10 Tips If You’ve Fallen For An Emotionally Unavailable Man
After so many broken hearts, I swore to myself that I would never fall for a guy who wasn’t going to love me to the fullest. I tried to fix them, to heal them when they told me that I could help them only if I stayed. This resulted in me being broken down by all those emotionally unavailable and abusive men. But one of them, he did the best job when it comes to breaking someone’s heart.
We met at a party. He was drunk and started telling me about how his girlfriend cheated on him with some asshole that he called his friend. So, he lost both of them. I knew what he was going through and tried to comfort him, but he wanted me to take a walk with him. Take in consideration that he was very drunk and very honest about everything. He told me how he wasn’t sure if he could ever love again. “Why should I? It’s only a waste of time!” he was yelling at the top of his lungs and asked me afterwards if I was thinking the same thing.
This is the point where I started telling him how love is an amazing thing and that the only problem was that he didn’t find the right woman to be in love with. She didn’t appreciate him, but if he continued searching, he would eventually stumble upon a wonderful partner who will be more than happy to have him in his life.
He looked me dead serious in the eyes and came a bit closer to me.
My heart started racing and I couldn’t breathe. What was he going to do?!
I will never forget the way he smiled at me and touched my cheek so gently. It was almost like a dream. He continued talking about how he thinks that finding that one person might actually be really easy now.
And he kissed me.
This night was more than wonderful. We spent it together and in the morning, he was very nice to me, telling me that he had never fallen for someone so quickly. He made us coffee and we continued talking about the party and our little conversation.

ACTIVITY: Copy out the passage from the article about falling for an emotionally unavailable man, starting at "He looked me" up to and including "he kissed me.".

DATASET ENTRIES:
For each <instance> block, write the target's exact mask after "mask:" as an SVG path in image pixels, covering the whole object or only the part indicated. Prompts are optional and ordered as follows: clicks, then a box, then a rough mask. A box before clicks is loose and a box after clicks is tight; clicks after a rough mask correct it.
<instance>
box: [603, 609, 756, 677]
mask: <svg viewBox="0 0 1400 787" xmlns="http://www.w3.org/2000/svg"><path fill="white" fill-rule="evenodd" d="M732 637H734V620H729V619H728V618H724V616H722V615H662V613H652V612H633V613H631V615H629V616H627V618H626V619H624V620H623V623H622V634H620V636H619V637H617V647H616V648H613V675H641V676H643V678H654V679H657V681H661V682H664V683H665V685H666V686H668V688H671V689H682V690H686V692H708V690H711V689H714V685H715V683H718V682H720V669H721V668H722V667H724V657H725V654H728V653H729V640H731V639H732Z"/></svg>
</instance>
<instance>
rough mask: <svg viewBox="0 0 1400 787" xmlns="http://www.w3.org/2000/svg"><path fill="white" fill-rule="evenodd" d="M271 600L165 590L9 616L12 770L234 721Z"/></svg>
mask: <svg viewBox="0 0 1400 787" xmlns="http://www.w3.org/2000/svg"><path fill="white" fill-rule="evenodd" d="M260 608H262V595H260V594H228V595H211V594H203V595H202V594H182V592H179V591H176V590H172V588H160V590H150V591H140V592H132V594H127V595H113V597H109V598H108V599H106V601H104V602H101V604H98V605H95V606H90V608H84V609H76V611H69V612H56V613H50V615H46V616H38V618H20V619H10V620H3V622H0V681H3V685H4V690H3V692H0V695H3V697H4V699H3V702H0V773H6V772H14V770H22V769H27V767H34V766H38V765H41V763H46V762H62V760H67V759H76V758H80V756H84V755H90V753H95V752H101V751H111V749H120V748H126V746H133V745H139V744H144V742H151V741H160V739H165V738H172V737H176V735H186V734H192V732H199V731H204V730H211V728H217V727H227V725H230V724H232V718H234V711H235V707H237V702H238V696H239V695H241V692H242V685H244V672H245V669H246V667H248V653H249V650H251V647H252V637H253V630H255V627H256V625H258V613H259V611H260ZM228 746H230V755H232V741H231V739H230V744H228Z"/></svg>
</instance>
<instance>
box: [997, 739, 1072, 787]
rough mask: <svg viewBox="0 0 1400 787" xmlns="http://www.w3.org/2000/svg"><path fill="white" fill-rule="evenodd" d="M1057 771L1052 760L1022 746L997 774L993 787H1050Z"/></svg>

OUTPUT OF THE EXERCISE:
He looked me dead serious in the eyes and came a bit closer to me.
My heart started racing and I couldn’t breathe. What was he going to do?!
I will never forget the way he smiled at me and touched my cheek so gently. It was almost like a dream. He continued talking about how he thinks that finding that one person might actually be really easy now.
And he kissed me.